Give back the listing lines from the one containing "it: point(21, 417)." through the one containing "point(357, 381)", inclusive, replacing "drop a marker" with "place a pin" and leaving everything else unchanged.

+++ MATERIAL FOR THE TASK +++

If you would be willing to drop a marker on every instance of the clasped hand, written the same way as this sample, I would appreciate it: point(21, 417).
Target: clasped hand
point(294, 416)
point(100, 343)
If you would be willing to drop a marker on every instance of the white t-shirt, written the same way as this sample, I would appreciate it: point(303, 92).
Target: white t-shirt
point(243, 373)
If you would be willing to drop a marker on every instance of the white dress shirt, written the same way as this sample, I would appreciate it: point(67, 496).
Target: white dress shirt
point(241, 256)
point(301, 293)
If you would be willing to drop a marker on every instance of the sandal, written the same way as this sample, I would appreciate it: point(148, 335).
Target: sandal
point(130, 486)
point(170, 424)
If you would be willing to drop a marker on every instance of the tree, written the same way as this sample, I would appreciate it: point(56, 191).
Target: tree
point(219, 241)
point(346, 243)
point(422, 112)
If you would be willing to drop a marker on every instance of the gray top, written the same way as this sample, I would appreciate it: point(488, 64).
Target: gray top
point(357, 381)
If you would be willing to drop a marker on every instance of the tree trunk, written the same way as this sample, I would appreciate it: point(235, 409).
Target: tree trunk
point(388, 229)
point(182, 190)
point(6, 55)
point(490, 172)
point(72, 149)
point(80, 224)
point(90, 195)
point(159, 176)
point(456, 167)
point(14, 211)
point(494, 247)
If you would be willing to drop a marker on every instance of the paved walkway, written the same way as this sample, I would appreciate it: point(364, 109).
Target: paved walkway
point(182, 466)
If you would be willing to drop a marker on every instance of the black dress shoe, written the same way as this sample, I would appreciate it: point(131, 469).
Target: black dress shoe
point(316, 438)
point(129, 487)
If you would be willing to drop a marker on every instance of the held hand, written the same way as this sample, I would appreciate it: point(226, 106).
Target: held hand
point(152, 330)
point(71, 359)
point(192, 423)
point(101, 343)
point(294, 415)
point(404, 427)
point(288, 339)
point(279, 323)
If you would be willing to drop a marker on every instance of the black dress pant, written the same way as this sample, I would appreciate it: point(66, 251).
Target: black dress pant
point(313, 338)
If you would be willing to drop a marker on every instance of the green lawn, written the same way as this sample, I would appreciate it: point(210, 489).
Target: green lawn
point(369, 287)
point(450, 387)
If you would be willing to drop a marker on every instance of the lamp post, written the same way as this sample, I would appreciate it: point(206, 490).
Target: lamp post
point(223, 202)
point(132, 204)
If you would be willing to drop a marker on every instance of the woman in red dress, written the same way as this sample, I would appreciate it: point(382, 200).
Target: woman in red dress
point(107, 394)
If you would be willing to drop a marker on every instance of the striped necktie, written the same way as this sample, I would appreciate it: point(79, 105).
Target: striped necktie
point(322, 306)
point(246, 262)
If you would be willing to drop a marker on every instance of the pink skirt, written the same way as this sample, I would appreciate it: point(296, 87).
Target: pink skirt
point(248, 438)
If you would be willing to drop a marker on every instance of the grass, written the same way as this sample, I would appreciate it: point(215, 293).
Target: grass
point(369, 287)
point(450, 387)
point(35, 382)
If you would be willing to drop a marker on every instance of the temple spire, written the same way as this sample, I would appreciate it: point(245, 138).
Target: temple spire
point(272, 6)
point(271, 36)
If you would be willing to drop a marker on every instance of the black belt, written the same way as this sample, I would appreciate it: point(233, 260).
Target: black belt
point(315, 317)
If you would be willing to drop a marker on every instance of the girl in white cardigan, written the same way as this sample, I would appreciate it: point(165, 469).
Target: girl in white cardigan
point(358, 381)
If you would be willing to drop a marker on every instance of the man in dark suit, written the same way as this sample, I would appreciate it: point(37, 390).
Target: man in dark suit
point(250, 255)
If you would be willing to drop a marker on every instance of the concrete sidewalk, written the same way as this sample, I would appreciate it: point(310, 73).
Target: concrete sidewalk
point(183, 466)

+++
+++ MATERIAL FOR THE TASK +++

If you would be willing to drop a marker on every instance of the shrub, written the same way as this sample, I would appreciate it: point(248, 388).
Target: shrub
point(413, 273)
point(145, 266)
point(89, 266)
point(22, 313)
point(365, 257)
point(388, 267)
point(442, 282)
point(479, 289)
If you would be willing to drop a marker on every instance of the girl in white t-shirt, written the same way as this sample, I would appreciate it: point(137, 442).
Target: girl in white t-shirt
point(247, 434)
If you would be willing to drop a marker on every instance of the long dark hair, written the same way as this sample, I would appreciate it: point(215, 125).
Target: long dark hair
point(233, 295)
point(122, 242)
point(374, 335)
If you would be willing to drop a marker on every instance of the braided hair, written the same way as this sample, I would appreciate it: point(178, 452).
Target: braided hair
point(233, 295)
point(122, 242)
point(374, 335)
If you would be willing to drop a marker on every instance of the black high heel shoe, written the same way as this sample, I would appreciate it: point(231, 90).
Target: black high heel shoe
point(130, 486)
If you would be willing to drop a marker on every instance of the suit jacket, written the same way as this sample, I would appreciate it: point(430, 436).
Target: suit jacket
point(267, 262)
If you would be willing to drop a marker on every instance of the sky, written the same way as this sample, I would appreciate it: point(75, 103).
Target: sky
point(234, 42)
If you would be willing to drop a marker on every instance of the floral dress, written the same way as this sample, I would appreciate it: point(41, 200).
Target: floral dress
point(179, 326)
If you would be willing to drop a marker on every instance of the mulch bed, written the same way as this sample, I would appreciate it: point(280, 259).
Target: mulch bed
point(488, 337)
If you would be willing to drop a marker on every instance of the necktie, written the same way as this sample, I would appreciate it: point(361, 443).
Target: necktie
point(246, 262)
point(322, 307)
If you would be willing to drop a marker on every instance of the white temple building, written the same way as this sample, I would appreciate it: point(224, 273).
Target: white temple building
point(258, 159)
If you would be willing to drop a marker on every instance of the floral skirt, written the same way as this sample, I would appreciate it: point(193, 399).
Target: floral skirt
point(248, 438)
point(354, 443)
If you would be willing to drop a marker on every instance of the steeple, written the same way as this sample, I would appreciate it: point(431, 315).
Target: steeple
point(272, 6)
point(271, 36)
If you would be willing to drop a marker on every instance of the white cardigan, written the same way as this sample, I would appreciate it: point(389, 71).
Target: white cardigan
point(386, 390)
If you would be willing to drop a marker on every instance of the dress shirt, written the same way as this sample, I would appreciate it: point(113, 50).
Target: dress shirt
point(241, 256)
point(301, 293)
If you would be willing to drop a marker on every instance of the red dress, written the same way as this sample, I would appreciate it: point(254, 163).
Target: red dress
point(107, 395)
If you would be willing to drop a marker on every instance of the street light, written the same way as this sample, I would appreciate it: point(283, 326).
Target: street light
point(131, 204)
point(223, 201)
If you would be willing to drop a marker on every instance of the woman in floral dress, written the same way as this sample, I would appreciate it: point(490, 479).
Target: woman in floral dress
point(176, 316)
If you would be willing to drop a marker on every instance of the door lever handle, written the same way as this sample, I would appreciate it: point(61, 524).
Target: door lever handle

+++

# TASK ANSWER:
If you would be willing to place a pin on every instance of the clasped hand, written the same way as this sample, I would appreciate it: point(21, 417).
Target: clasped hand
point(294, 416)
point(100, 343)
If you would be willing to place a pin on every instance of the white t-shirt, written the same way as this sample, I would appreciate it: point(303, 92).
Target: white t-shirt
point(243, 373)
If you would be willing to place a pin on every instance of the white dress shirt, written the same way as this sample, I would appreciate it: point(67, 496).
Target: white dress shirt
point(241, 256)
point(301, 293)
If you would be willing to place a pin on every instance of the sandal, written the same way as this sample, I would appreciate it: point(148, 335).
Target: sandal
point(130, 486)
point(170, 424)
If you would be willing to place a pin on every instance of the tree, written the same way as this sample, I would appreciate it: point(56, 191).
Target: tree
point(219, 241)
point(346, 243)
point(422, 112)
If you would be willing to place a pin on every instance of the gray top, written the same way as this sample, I would appreciate it: point(488, 64).
Target: gray top
point(357, 381)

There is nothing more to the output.